* [Instruction]:
Pick out and copy every line in the data below that contains the string "dashboard". Matching is case-sensitive.

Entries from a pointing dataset
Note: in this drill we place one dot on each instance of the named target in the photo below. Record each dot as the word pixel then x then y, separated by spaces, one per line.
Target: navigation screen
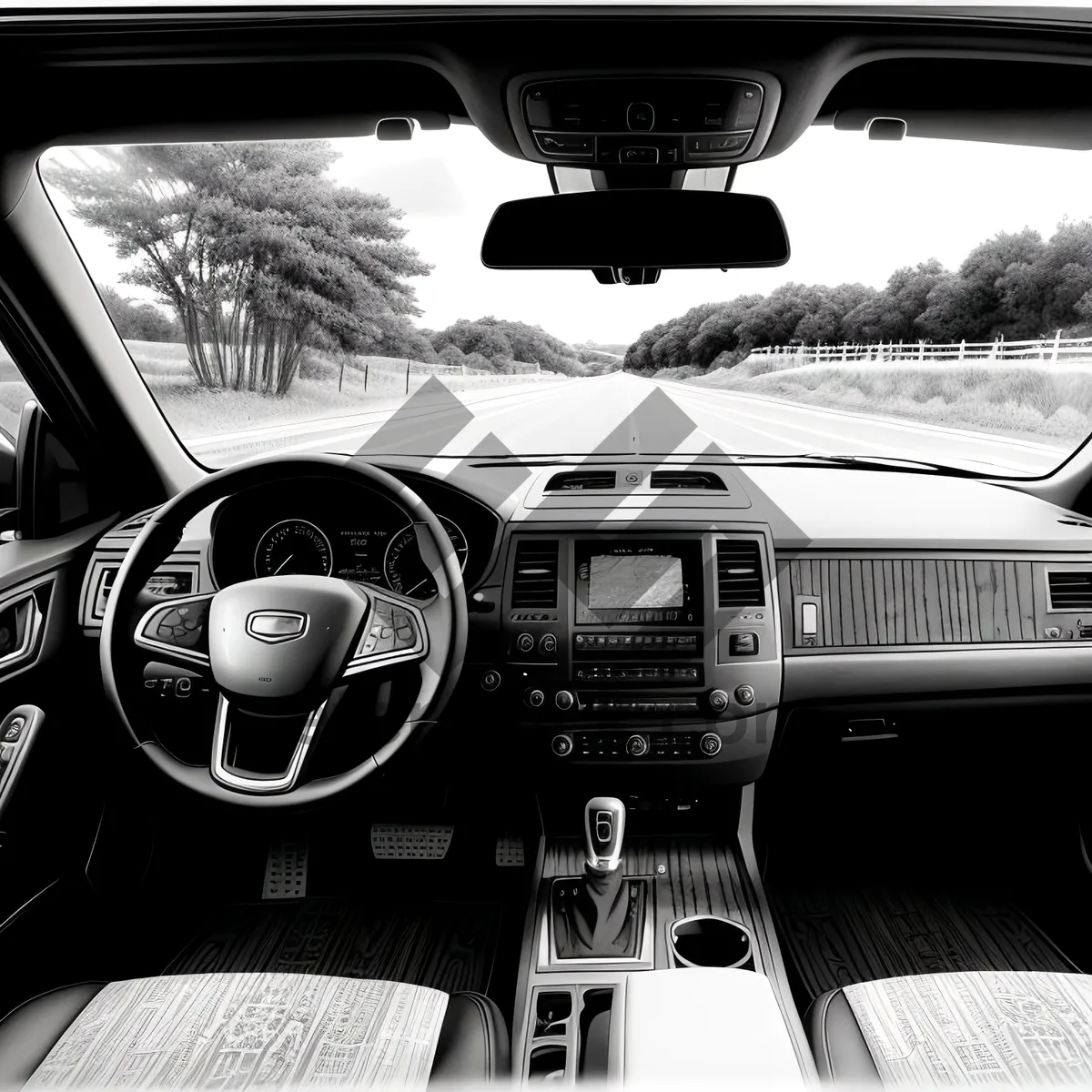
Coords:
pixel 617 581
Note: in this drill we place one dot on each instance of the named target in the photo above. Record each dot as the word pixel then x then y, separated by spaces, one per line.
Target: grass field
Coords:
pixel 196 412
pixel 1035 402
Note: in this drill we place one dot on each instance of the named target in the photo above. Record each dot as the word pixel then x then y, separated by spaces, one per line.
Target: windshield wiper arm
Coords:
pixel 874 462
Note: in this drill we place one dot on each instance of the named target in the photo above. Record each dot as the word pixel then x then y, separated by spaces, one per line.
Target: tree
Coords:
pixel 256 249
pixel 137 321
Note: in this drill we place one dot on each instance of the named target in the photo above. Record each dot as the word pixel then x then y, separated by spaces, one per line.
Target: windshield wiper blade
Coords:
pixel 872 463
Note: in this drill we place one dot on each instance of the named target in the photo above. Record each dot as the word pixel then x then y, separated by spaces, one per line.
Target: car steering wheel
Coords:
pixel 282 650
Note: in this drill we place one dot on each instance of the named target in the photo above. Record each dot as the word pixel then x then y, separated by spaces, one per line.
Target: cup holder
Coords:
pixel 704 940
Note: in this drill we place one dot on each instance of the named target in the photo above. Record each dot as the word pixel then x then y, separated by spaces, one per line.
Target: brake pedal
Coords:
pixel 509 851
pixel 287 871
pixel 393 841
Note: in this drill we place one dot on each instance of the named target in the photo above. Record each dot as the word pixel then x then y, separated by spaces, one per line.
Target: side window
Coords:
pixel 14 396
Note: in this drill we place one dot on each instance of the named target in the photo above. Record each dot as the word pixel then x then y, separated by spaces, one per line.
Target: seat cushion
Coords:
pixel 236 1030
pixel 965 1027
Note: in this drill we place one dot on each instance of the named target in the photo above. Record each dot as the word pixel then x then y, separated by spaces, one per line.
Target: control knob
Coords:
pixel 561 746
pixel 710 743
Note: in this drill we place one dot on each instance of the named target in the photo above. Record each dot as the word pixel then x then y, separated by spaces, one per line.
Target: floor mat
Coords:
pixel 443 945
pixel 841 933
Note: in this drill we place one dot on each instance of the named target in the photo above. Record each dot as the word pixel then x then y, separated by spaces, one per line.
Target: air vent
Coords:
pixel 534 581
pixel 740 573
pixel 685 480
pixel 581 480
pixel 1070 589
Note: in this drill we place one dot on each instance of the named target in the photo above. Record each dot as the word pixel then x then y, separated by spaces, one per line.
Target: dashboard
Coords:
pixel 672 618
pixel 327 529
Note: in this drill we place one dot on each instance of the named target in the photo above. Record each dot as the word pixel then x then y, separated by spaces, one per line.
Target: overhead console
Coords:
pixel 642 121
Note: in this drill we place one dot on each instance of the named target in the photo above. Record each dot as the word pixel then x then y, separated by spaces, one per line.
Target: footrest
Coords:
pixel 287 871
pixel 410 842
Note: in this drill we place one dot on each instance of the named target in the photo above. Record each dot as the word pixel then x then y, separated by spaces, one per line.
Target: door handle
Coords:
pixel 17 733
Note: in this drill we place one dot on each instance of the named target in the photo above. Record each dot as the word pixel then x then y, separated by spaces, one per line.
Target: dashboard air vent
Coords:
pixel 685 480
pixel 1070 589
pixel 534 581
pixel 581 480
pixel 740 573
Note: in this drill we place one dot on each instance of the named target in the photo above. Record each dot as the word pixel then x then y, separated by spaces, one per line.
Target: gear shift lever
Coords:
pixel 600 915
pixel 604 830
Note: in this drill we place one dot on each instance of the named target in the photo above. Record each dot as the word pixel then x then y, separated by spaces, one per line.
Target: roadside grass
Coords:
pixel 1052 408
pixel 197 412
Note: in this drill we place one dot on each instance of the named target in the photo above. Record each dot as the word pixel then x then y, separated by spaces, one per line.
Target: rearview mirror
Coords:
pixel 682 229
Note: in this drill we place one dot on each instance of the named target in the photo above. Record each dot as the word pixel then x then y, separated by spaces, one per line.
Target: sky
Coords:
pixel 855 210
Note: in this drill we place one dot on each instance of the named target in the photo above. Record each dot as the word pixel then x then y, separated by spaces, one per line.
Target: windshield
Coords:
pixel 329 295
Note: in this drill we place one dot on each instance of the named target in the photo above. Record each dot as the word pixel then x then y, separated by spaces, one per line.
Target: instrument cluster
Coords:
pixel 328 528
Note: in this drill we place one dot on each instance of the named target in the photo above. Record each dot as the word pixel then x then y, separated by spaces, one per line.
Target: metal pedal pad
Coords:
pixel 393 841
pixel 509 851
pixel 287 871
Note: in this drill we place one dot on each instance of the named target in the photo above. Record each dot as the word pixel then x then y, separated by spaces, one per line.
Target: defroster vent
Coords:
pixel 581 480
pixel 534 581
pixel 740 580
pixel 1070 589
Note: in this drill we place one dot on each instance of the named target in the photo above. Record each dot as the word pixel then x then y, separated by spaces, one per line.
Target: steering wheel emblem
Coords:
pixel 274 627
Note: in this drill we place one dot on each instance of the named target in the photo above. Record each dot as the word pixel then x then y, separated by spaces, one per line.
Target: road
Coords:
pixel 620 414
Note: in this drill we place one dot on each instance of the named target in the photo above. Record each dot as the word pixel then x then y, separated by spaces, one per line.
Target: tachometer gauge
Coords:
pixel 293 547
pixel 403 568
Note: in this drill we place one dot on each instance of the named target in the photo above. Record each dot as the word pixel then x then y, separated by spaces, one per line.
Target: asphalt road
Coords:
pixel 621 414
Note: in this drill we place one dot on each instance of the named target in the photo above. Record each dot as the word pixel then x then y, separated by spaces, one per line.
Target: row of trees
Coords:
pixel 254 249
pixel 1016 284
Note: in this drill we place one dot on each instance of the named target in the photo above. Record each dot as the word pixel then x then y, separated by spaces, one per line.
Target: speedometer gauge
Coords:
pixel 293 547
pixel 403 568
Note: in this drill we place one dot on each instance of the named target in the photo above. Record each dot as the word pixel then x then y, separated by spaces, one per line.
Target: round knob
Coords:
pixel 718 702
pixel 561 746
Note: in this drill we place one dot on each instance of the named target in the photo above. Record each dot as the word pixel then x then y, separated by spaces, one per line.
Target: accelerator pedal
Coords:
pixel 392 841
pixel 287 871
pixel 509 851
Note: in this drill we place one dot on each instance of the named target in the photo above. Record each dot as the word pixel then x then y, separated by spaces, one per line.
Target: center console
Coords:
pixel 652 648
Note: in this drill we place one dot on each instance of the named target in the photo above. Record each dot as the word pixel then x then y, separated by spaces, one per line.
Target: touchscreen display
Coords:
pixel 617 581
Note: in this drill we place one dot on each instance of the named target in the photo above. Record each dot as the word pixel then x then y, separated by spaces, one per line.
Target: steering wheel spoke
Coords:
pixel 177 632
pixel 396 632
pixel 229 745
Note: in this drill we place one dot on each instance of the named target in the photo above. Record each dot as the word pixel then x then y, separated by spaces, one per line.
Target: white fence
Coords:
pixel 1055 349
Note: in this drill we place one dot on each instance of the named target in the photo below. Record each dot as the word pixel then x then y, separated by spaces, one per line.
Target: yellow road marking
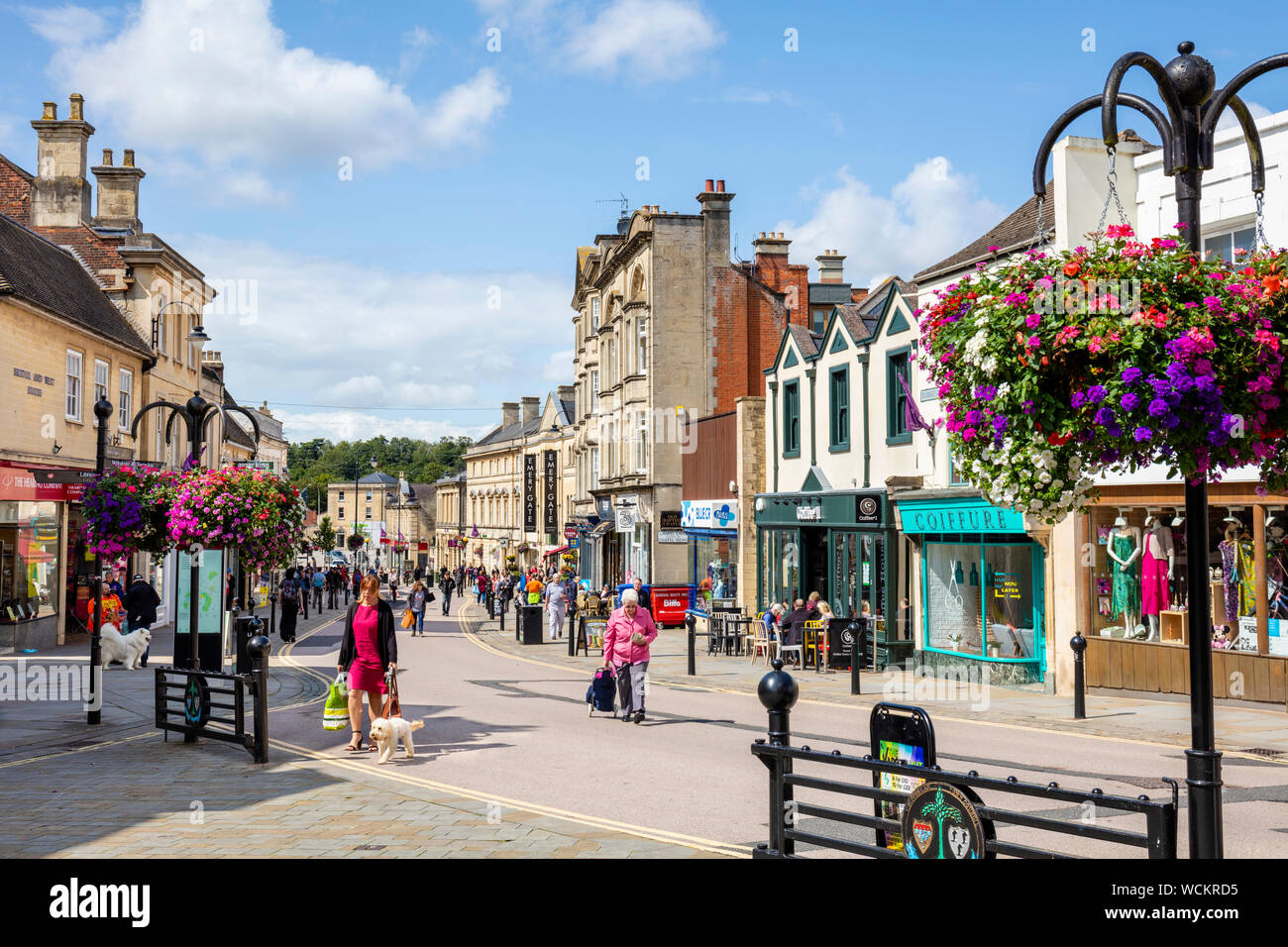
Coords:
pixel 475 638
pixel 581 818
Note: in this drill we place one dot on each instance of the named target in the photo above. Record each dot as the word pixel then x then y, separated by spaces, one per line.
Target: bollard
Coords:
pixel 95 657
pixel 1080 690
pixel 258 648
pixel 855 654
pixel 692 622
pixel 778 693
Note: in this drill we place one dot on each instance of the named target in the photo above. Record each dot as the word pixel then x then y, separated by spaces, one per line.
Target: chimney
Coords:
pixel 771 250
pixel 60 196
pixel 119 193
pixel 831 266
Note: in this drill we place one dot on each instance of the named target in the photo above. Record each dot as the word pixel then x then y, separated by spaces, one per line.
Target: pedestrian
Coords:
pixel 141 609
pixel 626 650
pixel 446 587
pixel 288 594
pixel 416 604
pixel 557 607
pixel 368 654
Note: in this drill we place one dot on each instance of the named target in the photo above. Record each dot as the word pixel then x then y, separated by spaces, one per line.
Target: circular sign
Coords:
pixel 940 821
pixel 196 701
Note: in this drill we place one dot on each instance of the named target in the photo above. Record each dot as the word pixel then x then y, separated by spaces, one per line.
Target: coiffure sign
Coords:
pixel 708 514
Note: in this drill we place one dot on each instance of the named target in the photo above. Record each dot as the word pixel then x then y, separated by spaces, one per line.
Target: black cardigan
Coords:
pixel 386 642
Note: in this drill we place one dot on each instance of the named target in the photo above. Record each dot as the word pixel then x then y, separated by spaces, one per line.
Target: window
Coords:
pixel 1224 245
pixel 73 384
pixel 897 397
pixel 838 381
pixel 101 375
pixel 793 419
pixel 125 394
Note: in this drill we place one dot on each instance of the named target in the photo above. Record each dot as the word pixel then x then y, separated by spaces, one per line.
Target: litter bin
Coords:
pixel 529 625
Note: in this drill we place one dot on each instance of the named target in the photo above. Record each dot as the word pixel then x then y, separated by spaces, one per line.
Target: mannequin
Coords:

* [Answer to the exercise]:
Target: dashboard
Target: dashboard air vent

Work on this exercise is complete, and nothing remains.